> Job A
Count the lines of the records that contain the string "green", and give only that number.

> Given passage
--- START ---
Sunday, November 8, 2009

my guitar..

after so so long.. my wish has come true.. i bought a guitar.. i chose it.. i bought a stand to go with it.. its beautiful.. suddenly my hall looks so much more beautiful.. the green plants (my house is full of plants!!), the softest yellow light and the guitar.. the only bad news for you guys is that i might write so much anymore.. i want to learn this instrument... i tried the simplest of simple tunes this morning from "let me sing you a waltz".. it was magical!!

a very happy...
maalika

Thursday, November 5, 2009

it's a good feeling..

my blogs being what they are is usually meant to woo people to connect with me.. it comes from a sort of longing to be heard.. understood.. and somehow when i feel happy and gloriously sated like i do today, i have no words.. and no need to express them.. (the analogy is talking to moms.. i talk to my mom only when i am despondent or when i have nothing better to do.. poor mom.. she is by now used to my selfishness..)

but i still wanted to make an entry, however short, for those who peep in today looking for a minute's entertainment!

good day my friends..
m

Wednesday, November 4, 2009

passion and me...

after a lot of attempts at getting my courage up, i listened to the feedback i got from my interpersonal dynamics class (while driving my car.. that was the only way i could bear to listen to it).. i was still feeling defensive even as i was hearing it.. but two things stood out for me.. the first one being i am passionate and the second one being that i get to level 5 conversations (meaning, very deep intimate conversation on a personal one on one context) easily with people.. i didn't make too much out of both..

but today, i had lunch with a new friend (of a different nationality) from my company.. she and i have so far just had a couple of lunches, a couple of parties.. that's all.. but today at lunch.. suddenly she was telling me some intimate stuff that she had confided in very very few people in her life.. not her parents, not her close friends.. and we were speaking about it and suddenly she became flustered.. she told me that she never speaks about it and the she did not know how she spoke about it to me and made me promise not to tell anyone.. which i of course won't..
--- END ---
> Image region labeling records
--- START ---
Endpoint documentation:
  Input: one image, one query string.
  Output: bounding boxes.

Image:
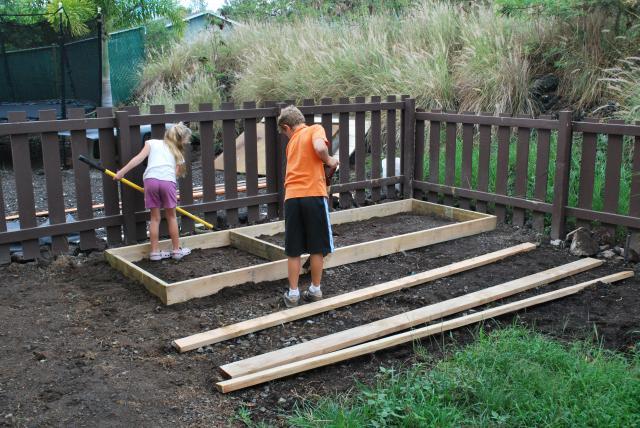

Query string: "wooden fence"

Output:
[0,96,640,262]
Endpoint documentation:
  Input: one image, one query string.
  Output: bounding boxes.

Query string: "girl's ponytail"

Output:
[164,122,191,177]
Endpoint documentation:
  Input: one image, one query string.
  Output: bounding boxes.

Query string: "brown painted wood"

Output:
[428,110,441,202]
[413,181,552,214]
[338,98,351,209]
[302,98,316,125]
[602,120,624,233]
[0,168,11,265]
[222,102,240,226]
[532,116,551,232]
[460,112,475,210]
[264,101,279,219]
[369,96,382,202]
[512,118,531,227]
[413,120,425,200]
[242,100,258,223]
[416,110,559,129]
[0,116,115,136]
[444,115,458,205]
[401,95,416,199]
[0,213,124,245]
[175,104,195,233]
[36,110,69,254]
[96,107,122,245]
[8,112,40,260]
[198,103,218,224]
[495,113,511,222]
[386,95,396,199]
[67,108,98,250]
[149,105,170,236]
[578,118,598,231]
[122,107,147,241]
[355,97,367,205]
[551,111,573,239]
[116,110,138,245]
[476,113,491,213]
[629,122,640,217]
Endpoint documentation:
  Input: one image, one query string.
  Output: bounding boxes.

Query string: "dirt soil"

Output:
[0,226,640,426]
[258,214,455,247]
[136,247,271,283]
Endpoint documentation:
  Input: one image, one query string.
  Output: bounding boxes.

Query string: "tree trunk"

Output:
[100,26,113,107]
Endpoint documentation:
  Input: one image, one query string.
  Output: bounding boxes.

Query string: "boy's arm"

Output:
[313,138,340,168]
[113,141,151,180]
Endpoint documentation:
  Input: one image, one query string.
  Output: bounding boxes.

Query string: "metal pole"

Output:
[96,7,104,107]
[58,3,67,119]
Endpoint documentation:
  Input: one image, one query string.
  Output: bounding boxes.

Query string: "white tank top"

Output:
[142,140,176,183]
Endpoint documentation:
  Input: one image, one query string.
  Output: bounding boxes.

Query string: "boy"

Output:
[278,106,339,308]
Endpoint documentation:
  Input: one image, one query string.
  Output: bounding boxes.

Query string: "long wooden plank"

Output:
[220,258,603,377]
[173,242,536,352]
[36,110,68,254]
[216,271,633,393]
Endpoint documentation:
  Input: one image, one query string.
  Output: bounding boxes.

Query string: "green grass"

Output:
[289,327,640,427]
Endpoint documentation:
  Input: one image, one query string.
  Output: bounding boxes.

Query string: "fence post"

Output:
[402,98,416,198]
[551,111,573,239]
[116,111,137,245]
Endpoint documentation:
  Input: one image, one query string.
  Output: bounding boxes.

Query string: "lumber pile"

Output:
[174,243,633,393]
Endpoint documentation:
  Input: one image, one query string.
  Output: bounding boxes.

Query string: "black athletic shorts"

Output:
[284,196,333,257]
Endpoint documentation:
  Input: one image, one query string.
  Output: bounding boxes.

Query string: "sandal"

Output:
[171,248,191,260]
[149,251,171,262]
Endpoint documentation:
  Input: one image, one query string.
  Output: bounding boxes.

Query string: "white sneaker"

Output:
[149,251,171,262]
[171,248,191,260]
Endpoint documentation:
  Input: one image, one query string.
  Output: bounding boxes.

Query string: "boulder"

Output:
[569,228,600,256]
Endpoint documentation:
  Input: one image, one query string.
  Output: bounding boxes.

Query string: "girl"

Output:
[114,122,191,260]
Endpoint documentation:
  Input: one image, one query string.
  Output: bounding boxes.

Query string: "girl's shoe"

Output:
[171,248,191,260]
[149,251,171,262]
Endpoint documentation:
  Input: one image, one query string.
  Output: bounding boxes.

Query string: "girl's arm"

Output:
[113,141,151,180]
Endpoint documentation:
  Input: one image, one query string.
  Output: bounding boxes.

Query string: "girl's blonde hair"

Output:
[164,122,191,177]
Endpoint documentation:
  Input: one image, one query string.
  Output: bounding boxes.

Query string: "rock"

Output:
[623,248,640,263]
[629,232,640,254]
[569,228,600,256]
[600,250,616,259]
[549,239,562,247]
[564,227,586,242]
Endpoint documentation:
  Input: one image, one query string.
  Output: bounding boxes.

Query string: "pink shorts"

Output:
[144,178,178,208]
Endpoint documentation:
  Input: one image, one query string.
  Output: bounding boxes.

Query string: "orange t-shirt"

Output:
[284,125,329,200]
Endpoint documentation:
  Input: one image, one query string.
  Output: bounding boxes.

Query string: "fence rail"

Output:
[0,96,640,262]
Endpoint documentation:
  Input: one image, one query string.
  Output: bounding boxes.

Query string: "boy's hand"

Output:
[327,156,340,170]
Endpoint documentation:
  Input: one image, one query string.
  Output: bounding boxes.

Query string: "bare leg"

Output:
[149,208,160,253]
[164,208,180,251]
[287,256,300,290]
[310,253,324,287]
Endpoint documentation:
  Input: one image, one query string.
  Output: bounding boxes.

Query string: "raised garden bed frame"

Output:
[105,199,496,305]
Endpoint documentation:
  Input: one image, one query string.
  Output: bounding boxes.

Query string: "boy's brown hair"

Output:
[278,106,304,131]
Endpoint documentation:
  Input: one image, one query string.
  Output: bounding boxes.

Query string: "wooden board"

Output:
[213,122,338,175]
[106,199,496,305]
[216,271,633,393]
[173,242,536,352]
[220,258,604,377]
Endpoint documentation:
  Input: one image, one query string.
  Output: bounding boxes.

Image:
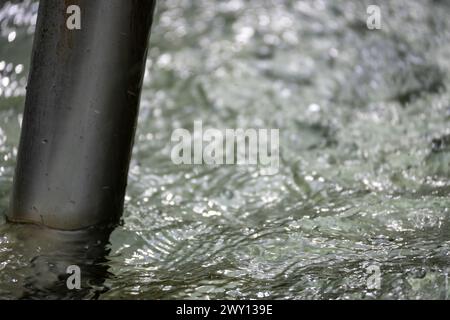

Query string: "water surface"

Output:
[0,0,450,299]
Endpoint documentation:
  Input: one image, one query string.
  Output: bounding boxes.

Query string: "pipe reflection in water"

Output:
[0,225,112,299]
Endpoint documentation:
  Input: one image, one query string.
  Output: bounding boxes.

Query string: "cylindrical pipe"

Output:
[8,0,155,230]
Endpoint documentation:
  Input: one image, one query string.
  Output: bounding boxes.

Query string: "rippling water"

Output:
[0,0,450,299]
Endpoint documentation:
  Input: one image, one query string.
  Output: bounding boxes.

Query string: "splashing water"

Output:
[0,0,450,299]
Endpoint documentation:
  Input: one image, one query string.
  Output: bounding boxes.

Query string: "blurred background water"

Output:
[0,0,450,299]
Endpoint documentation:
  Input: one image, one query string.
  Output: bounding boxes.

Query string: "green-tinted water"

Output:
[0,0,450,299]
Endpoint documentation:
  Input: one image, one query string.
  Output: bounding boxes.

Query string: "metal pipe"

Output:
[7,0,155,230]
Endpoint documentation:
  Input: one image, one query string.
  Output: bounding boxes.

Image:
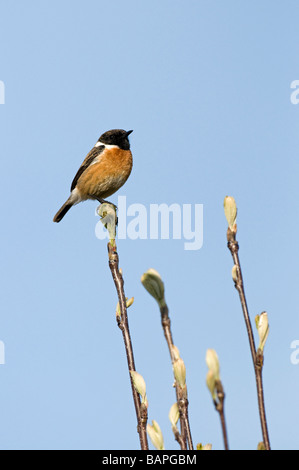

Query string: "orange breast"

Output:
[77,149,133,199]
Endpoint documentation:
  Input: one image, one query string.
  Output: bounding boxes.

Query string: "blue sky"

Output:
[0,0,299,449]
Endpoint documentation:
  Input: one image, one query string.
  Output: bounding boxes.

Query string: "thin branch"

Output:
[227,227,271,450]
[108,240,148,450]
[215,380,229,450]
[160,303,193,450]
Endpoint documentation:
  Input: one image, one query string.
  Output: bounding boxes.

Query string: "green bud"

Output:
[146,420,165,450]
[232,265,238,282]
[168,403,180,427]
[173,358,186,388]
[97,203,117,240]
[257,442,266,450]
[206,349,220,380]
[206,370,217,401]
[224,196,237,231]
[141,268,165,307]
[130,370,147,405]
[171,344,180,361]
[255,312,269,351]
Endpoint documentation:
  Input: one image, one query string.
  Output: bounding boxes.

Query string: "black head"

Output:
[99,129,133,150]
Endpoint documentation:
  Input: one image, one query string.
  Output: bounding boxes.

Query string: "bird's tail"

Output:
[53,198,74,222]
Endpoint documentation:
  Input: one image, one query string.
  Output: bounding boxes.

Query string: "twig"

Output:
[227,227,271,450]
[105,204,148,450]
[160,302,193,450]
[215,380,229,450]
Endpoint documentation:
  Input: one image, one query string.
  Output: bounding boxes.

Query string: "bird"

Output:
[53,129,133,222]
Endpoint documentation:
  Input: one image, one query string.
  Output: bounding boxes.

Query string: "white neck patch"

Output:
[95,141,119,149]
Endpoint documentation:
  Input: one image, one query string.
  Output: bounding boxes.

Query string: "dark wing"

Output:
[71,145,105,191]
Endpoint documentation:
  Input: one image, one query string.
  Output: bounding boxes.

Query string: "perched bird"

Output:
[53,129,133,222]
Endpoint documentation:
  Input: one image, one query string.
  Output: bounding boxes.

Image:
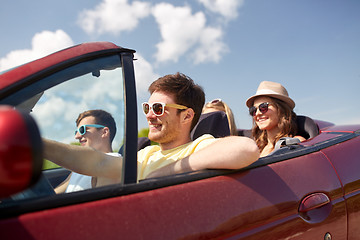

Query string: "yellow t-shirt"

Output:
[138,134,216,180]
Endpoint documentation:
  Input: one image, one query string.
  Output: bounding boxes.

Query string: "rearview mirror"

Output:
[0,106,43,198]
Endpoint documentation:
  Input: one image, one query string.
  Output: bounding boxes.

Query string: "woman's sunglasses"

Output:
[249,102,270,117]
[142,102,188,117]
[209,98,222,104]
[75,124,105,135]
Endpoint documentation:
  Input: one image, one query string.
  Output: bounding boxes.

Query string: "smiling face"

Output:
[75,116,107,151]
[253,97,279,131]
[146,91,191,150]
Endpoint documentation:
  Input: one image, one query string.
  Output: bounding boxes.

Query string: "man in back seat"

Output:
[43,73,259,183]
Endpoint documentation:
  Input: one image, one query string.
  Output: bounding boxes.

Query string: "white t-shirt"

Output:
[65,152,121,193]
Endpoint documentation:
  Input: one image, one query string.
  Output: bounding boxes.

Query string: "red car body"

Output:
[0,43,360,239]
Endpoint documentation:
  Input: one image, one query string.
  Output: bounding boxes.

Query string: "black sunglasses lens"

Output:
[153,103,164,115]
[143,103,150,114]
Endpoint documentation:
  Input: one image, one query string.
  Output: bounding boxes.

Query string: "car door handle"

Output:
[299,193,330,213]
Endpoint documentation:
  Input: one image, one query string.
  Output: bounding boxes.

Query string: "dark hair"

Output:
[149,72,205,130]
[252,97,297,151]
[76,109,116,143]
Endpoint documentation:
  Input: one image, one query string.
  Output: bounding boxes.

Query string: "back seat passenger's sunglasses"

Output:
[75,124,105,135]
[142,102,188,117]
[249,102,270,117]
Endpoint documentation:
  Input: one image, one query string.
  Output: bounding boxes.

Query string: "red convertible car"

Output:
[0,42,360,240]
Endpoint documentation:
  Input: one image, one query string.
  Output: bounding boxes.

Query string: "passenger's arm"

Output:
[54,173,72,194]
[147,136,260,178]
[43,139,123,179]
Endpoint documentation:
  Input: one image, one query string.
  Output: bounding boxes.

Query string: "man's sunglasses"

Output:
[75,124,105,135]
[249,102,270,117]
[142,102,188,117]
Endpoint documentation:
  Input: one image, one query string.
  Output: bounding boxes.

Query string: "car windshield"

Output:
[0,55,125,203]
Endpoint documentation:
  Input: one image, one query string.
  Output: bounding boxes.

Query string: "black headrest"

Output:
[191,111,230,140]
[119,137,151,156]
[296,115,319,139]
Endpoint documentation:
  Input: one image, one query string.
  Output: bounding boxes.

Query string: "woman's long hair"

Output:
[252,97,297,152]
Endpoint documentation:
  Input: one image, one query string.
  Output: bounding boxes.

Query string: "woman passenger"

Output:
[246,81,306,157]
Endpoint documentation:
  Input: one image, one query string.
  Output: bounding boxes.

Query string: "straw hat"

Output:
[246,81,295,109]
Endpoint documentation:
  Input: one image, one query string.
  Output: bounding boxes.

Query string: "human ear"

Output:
--- END ---
> Job B
Pick up the personal blog entries above at their last sentence and continue writing from there.

> Output A
3

> Output B
but this experience has happened so many many times with me.. from people of both genders.. where they say stuff and then they are flabbergasted that they did when they know me so little.. and almost always its them confiding and me not.. i am not even a secretive person.. an open book - i am sure all those who know me will agree.. but there are certain things that i don't talk about for whatever reason.. its like i abstract them in my head and thus they are no longer real.. its about the feelings that i had and the person i had become because of it.. and i never remember details.. too many people have been upset with my remarkable lack of any memory power at all.. but i have an extremely strong memory of how i felt with people.. its incredible.. its like all my experiences gets digested and stored in terms of feelings in a meta layer.. its weird..

and then we proceeded to have an interesting conversation where i told her not to judge herself.. and that moralities are a societal need and they cannot protect or violate human emotions.. all emotions are honest.. whatever they are.. there is no shame in that etc etc.. and then here i am now - thinking about it and the feedback i got and trying to understand what it was that enabled a level 5 conversation between us.. i think it is my utter lack of judgment.. i can't and don't judge people for being themselves.. it's why i cry when i read a poem or watch a movie.. i am able to empathize to an extraordinary degree and feel that "yeah, i could have been you" and how can i hate myself? you know.. its weird, but i love it.. when i can connect to real people this way.. and not just in poems and movies..

so net net, it has been a satisfying day for me.. a small positive difference in another person's life.. wow.. how powerful it can make you feel.. it's incredible.. when i came to the US, this is what i missed most.. this human connection.. (and of course my cook in calcutta - he was a real sweetheart) i had to cross the river of cultural difference to get to this point.. but i am glad i have.. i have changed.. i am more accepting now.. and i am glad i am who i am now.. phew!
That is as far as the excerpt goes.